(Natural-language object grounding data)
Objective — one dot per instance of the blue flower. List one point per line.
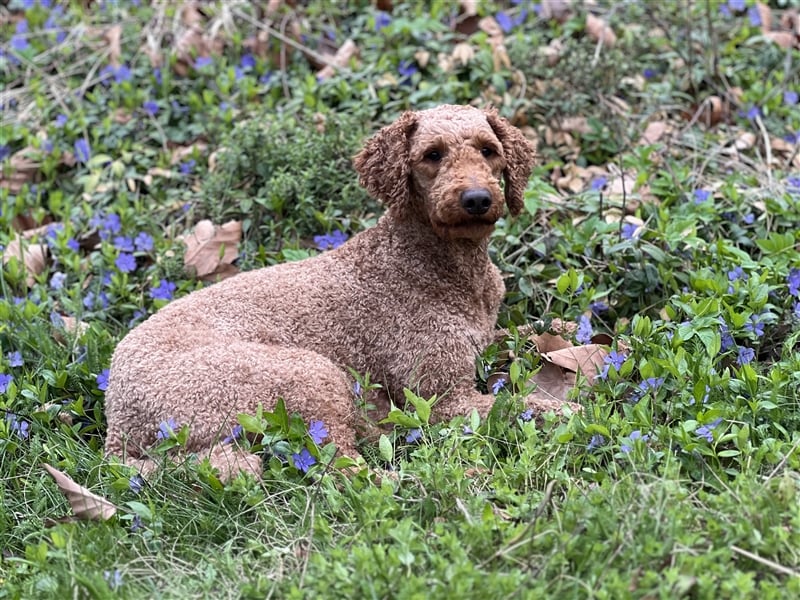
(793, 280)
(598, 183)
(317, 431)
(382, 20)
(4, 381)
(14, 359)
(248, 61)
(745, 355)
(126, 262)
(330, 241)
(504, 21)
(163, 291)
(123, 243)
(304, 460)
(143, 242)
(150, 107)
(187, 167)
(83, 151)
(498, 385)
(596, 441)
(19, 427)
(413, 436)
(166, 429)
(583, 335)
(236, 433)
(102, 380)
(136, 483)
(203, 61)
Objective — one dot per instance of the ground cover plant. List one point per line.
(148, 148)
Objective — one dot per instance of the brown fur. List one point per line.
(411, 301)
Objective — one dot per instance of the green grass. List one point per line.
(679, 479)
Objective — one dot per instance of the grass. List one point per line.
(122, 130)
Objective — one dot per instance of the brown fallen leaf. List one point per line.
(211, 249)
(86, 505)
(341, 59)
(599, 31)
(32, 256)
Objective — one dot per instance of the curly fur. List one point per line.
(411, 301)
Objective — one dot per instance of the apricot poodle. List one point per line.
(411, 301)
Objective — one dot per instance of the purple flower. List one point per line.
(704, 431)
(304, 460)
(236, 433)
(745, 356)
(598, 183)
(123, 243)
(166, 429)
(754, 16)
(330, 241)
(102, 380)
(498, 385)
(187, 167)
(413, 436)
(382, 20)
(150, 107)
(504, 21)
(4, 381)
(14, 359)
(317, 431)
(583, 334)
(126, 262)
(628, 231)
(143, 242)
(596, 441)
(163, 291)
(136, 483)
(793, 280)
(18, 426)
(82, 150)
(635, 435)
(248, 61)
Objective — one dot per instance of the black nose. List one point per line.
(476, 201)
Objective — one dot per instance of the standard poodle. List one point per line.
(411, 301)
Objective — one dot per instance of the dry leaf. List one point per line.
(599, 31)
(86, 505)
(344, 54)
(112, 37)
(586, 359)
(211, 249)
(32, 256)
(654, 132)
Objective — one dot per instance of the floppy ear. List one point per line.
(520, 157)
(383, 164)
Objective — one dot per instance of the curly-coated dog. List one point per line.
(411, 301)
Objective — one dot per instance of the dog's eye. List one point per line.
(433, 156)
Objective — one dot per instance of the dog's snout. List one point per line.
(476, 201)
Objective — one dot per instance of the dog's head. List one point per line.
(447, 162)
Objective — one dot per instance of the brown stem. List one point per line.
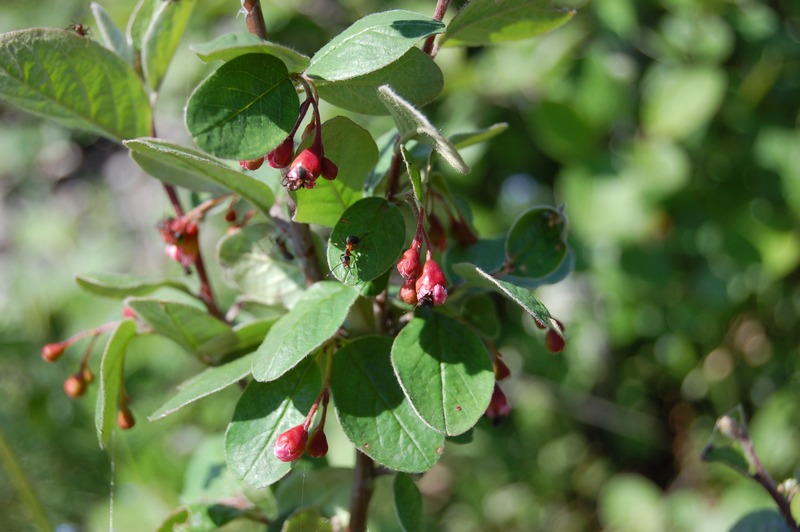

==

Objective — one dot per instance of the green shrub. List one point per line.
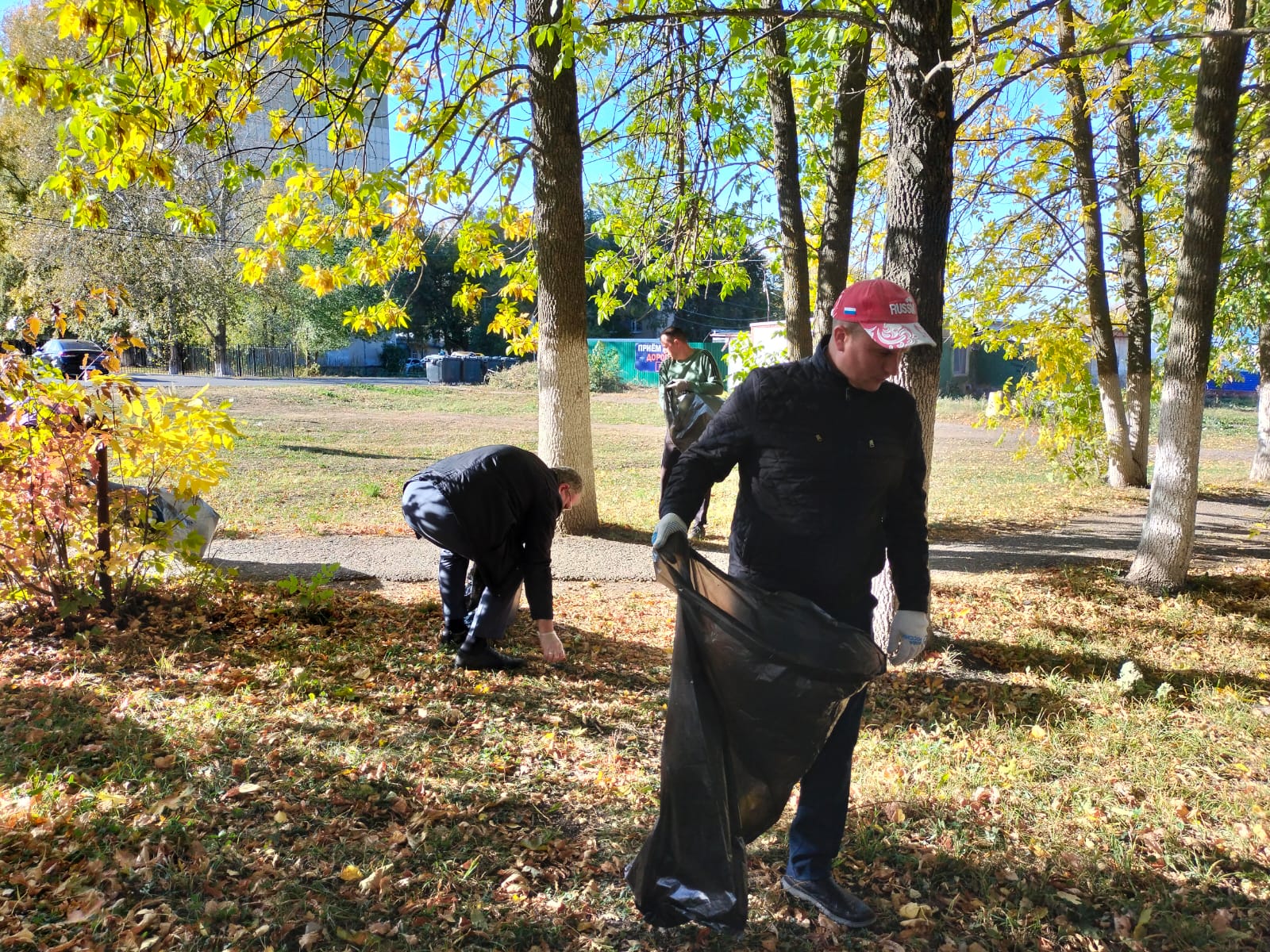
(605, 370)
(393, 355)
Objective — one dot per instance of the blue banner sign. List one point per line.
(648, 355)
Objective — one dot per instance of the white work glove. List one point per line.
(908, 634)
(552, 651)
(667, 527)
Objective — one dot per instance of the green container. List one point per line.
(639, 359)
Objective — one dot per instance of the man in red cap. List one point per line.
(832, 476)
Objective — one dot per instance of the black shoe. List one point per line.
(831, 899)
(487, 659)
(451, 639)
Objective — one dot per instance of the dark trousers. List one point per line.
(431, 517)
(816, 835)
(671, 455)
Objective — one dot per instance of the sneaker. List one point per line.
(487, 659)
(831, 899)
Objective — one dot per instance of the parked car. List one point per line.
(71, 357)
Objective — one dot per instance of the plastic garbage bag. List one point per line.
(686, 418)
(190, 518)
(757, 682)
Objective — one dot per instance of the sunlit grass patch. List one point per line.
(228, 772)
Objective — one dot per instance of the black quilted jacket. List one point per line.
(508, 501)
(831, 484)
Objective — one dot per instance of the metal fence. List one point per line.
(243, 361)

» **EXERCISE DESCRIPTION**
Your answer should be the lines above, from the line containing "Objective — one dot per instance of the purple" up to and including the line containing "Objective — one dot per instance of the brown stem.", reproduced exactly and with nothing else.

» **THE COMPLETED TASK**
Objective — one dot per instance of the purple flower. List one point per line.
(704, 431)
(304, 460)
(236, 433)
(745, 356)
(598, 183)
(123, 243)
(166, 429)
(754, 16)
(330, 241)
(102, 380)
(498, 385)
(187, 167)
(413, 436)
(382, 20)
(150, 107)
(504, 21)
(4, 381)
(14, 359)
(317, 431)
(583, 334)
(126, 262)
(628, 231)
(143, 242)
(596, 441)
(163, 291)
(136, 483)
(793, 280)
(18, 426)
(82, 150)
(635, 435)
(248, 61)
Objective — one dot per instance of the black nose. List one point per line.
(476, 201)
Objective — one dot per instance of the standard poodle. List one point per line.
(411, 301)
Objective — one dot per instance of the dry leaf. List one point per line.
(599, 31)
(86, 505)
(344, 54)
(112, 37)
(586, 359)
(211, 249)
(32, 256)
(654, 132)
Objective — one dot per instance of the floppy ear. List one point per line.
(520, 157)
(383, 164)
Objective — one dot per instance of the curly-coated dog. List one point per line.
(411, 301)
Objective — one dot per instance of the dog's eye. List one point per line.
(433, 156)
Objective — one dot per instance of the dog's snout. List one point per line.
(476, 201)
Objective — one dot per instance of the dog's head. List one point per line.
(447, 162)
Objective — one dot per instance of the brown stem. List one point per line.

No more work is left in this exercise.